-- Task to complete --
Reproduce word for word the line that contains "of the velvety" and every line after it to the end of the records, with nothing else added.
**** Dataset records ****
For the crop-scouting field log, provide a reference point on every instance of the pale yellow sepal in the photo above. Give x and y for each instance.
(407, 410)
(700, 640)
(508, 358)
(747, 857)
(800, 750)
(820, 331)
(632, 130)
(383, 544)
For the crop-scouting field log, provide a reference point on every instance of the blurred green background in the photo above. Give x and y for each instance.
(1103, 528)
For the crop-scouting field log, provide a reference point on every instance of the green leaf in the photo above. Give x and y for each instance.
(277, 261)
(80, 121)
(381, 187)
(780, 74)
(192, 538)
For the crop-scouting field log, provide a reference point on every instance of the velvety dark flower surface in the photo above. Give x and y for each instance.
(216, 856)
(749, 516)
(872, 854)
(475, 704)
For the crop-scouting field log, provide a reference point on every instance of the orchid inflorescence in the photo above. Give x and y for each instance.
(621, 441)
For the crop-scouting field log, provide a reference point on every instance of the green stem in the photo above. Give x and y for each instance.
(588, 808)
****
-- Output --
For the crop-scouting field log, provide a reference point on every instance of the velvety dark flower surface in the photo above. Give x and y for each instance.
(216, 856)
(749, 516)
(872, 854)
(475, 704)
For the crop-scouting field log, provide a reference point on every instance of the orchid inflorescence in the photo above. Give x and y for each instance.
(621, 441)
For the crop-scouting field log, provide a reference point on every instance of the green stem in the photo above. Give x and y for each instance.
(588, 808)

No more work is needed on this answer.